(Provided records):

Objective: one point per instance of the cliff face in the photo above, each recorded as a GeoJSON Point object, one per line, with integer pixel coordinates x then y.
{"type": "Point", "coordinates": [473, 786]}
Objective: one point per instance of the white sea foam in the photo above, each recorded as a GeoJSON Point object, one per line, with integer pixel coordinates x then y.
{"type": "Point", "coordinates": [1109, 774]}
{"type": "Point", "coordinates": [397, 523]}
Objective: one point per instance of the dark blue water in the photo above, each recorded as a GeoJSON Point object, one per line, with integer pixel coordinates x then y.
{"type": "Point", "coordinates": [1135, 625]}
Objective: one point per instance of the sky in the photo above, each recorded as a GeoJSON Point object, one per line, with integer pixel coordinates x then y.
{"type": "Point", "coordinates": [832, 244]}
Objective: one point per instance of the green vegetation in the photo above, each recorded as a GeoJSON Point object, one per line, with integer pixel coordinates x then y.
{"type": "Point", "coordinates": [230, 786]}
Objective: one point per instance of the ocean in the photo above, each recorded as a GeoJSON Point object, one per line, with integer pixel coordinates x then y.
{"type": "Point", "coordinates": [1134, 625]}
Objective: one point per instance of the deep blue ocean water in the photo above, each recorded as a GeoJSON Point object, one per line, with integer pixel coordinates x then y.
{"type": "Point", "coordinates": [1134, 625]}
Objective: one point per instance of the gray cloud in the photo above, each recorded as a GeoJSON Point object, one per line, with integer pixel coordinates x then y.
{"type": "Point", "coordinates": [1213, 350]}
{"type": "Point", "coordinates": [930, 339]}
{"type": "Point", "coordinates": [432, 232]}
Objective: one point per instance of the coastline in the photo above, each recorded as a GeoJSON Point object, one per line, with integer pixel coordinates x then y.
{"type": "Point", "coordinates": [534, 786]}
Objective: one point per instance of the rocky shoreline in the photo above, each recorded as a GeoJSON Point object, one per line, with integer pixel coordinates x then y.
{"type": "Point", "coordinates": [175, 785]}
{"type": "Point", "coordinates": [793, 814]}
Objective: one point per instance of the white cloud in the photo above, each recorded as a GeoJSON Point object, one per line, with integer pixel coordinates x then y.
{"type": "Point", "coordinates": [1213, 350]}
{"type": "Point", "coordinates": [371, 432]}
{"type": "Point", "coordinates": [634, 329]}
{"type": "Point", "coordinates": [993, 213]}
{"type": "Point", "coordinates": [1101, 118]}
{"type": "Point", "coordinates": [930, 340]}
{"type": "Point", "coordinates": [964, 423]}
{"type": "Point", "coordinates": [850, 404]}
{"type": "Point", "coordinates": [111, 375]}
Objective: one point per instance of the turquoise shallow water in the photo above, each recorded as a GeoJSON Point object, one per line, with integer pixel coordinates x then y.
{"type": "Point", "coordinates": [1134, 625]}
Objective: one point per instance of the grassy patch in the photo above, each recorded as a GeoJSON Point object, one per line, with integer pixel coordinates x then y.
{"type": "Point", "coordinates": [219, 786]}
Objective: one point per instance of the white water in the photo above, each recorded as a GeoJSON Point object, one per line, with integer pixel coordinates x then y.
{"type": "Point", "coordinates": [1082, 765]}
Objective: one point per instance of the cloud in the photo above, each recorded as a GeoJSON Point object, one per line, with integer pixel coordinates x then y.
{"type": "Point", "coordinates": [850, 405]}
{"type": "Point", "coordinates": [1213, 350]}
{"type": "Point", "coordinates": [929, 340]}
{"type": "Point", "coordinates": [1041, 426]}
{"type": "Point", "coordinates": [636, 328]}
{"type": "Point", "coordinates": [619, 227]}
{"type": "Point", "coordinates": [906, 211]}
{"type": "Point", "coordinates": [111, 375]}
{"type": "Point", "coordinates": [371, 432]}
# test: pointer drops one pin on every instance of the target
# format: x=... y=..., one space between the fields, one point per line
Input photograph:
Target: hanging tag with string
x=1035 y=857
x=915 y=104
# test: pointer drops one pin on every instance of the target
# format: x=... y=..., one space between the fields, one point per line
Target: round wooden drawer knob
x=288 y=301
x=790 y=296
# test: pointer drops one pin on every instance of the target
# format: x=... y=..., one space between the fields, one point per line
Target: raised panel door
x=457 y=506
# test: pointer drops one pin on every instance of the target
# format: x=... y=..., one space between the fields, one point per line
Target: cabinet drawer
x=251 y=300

(Problem): Output every record above exactly as it appears.

(The result):
Objective: one point per instance of the cliff face in the photo above, each recorded as a GeoJSON Point object, one per line, with integer pixel coordinates x then y.
{"type": "Point", "coordinates": [473, 786]}
Objective: one point per instance of the white sea foam in the photo above, each recorded as a GeoJSON Point object, one per line, with integer pixel coordinates x then y.
{"type": "Point", "coordinates": [1109, 774]}
{"type": "Point", "coordinates": [397, 523]}
Objective: one point per instance of the dark blue water in the photo above, each recorded as a GeoJSON Point object, one per line, with integer pixel coordinates x then y.
{"type": "Point", "coordinates": [1135, 625]}
Objective: one point per instance of the sky in the photo above, each recorded as a GeoJSON Point object, one per line, with integer pixel coordinates x then y.
{"type": "Point", "coordinates": [832, 244]}
Objective: one point per instance of the green vegetation in the photo above, each recorded as a GeoJSON Point object, one per line, with integer pixel coordinates x then y.
{"type": "Point", "coordinates": [230, 786]}
Objective: one point per instance of the ocean in the photo above, each recorded as a GeoJSON Point object, one per line, with integer pixel coordinates x then y.
{"type": "Point", "coordinates": [1134, 625]}
Objective: one point per instance of the deep blue ocean water in the photo above, each recorded as a GeoJSON Point object, one per line, with integer pixel coordinates x then y.
{"type": "Point", "coordinates": [1134, 625]}
Objective: one point per instance of the gray cloud in the photo above, each recorded as a GeoJSON Point object, one per line, with integer pixel coordinates x then y.
{"type": "Point", "coordinates": [1213, 350]}
{"type": "Point", "coordinates": [930, 339]}
{"type": "Point", "coordinates": [432, 232]}
Objective: one point per instance of the coastline in the photo above, each recorded as a GeoJSON Point object, one per line, with integer pixel coordinates x then y.
{"type": "Point", "coordinates": [534, 786]}
Objective: one point per instance of the rocky shoreline in the photo above, each recorded as a GeoJSON Point object, one per line, with integer pixel coordinates x then y.
{"type": "Point", "coordinates": [175, 785]}
{"type": "Point", "coordinates": [793, 814]}
Objective: one point per instance of the white cloud in the photo above, each recorded as a GeoJSON Point object, one per line, with integer pixel coordinates x then y.
{"type": "Point", "coordinates": [1213, 350]}
{"type": "Point", "coordinates": [371, 432]}
{"type": "Point", "coordinates": [634, 329]}
{"type": "Point", "coordinates": [993, 213]}
{"type": "Point", "coordinates": [1101, 118]}
{"type": "Point", "coordinates": [930, 340]}
{"type": "Point", "coordinates": [964, 423]}
{"type": "Point", "coordinates": [850, 404]}
{"type": "Point", "coordinates": [111, 375]}
Objective: one point per instance of the turquoise shallow water in the photo above, each recorded as a GeoJSON Point object, one per line, with integer pixel coordinates x then y.
{"type": "Point", "coordinates": [1134, 625]}
Objective: one point per instance of the grassy patch in the photo above, each recorded as a GeoJSON Point object, one per line, with integer pixel coordinates x then y.
{"type": "Point", "coordinates": [219, 786]}
Objective: one point per instance of the white water in the photo above, each recorded as a GeoJSON Point object, one per line, with integer pixel coordinates x then y.
{"type": "Point", "coordinates": [1082, 765]}
Objective: one point per instance of the cloud in the photo above, each recorded as a GeoJSON Point object, one per line, with integer pixel coordinates x then y.
{"type": "Point", "coordinates": [850, 405]}
{"type": "Point", "coordinates": [1213, 350]}
{"type": "Point", "coordinates": [929, 340]}
{"type": "Point", "coordinates": [1041, 426]}
{"type": "Point", "coordinates": [636, 328]}
{"type": "Point", "coordinates": [619, 227]}
{"type": "Point", "coordinates": [906, 211]}
{"type": "Point", "coordinates": [111, 375]}
{"type": "Point", "coordinates": [371, 432]}
# test: pointer drops one pin on every instance of the target
# format: x=... y=..., one space between the fields, one point per line
Input photograph:
Target: hanging tag with string
x=1035 y=857
x=915 y=104
# test: pointer drops one pin on every instance of the target
# format: x=... y=..., one space between the fields, one point per line
Target: round wooden drawer knob
x=288 y=301
x=790 y=296
# test: pointer drops one pin on every instance of the target
# format: x=... y=..., one space between the fields, one point per line
Target: raised panel door
x=457 y=506
# test: pointer drops one pin on every instance of the target
# format: x=... y=..., one space between the fields, one point per line
Target: cabinet drawer
x=251 y=300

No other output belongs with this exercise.